Start of Page text

Net Income (Loss) and Adjusted Net Income (Loss)1 – Net loss was $30 million as compared to a net loss of $21 million in the prior-year quarter. The increased loss was attributable to the decline in total revenue, a non-cash mark on our ABS notes due to their weighted average price increasing from 96.0% to 97.8% and an increase in interest expense, partially offset by lower operating expenses. Adjusted Net Income was $0.9 million as compared to Adjusted Net Loss of $12 million in the prior-year quarter. The increase in Adjusted Net Income was attributable to the aforementioned expense reduction initiatives, along with lower net charge-offs.
Earnings (Loss) Per Share and Adjusted EPS1 – GAAP net loss per share, basic and diluted, were both $0.75 during the third quarter, compared to GAAP net loss per share, basic and diluted of $0.55 in the prior-year quarter. Adjusted Earnings Per Share was $0.02 as compared to $(0.31) in the prior-year quarter.
Adjusted EBITDA1 – Adjusted EBITDA was $31 million, up from $14 million in the prior-year quarter, driven by expense reduction initiatives and lower net charge-offs, partially offset by higher interest expense.
Credit and Operating Metrics
Net Charge-Off Rate – The Annualized Net Charge-Off Rate for the quarter was 11.9%, compared to 11.8% for the prior-year quarter. Net Charge-offs for the quarter were down to $82 million, compared to $88 million for the prior-year quarter.

End of Page text
Start of Given data

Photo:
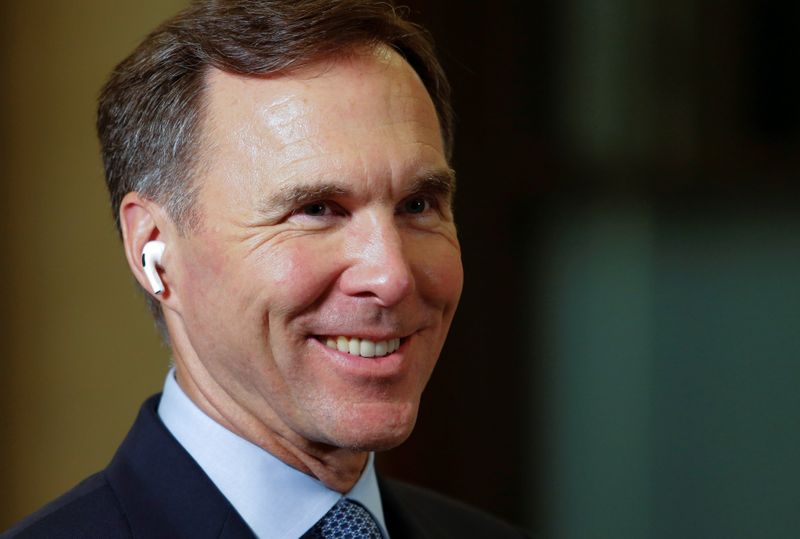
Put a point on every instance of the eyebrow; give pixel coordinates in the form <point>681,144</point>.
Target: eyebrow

End of Given data

» **Exercise instructions**:
1 – Render this sentence from the quarterly results text in Spanish: "Adjusted EBITDA was $31 million, up from $14 million in the prior-year quarter, driven by expense reduction initiatives and lower net charge-offs, partially offset by higher interest expense."
2 – Does each statement agree with the quarterly results text? Answer yes or no for each and quote the words that settle it.
(a) The net loss was smaller than in the prior-year quarter.
(b) Lower operating expenses partly offset the increased loss.
(c) Net charge-offs for the quarter fell compared with the prior-year quarter.
3 – Write the next part of the quarterly results text, picking up after its final sentence.
The data were taken from a separate source.

» **Task answers**:
1 – El EBITDA ajustado fue de 31 millones de dólares, frente a 14 millones de dólares en el mismo trimestre del año anterior, impulsado por las iniciativas de reducción de gastos y la disminución de las cancelaciones netas, parcialmente compensado por un mayor gasto por intereses.

2 –
(a) No: "Net loss was $30 million as compared to a net loss of $21 million in the prior-year quarter."
(b) Yes: "partially offset by lower operating expenses"
(c) Yes: "Net Charge-offs for the quarter were down to $82 million, compared to $88 million for the prior-year quarter."

3 –
30+ Day Delinquency Rate – The Company's 30+ Day Delinquency Rate was 5.2% at the end of the quarter, compared to 5.5% at the end of the prior-year quarter.
Operating Expense Ratio and Adjusted Operating Expense Ratio1 – Operating Expense Ratio for the quarter was 14.7% as compared to 16.4% in the prior-year quarter, a 164 basis point improvement. Adjusted Operating Expense Ratio was 13.9% as compared to 15.6% in the prior-year quarter, a 165 basis point improvement. The Adjusted Operating Expense Ratio excludes stock-based compensation expense and certain non-recurring charges, such as expenses related to the credit card portfolio sale. The improvement in Adjusted Operating Expense Ratio is primarily attributable to the Company's focus on reducing operating expenses, partially offset by a decrease in Average Daily Principal Balance under its conservative credit posture.
Return On Equity ("ROE") and Adjusted ROE1 – ROE for the quarter was (35)%, as compared to (19)% in the prior-year quarter. The decline was attributable to the increased net loss. Adjusted ROE for the quarter was 1.1%, as compared to (10)% in the prior-year quarter.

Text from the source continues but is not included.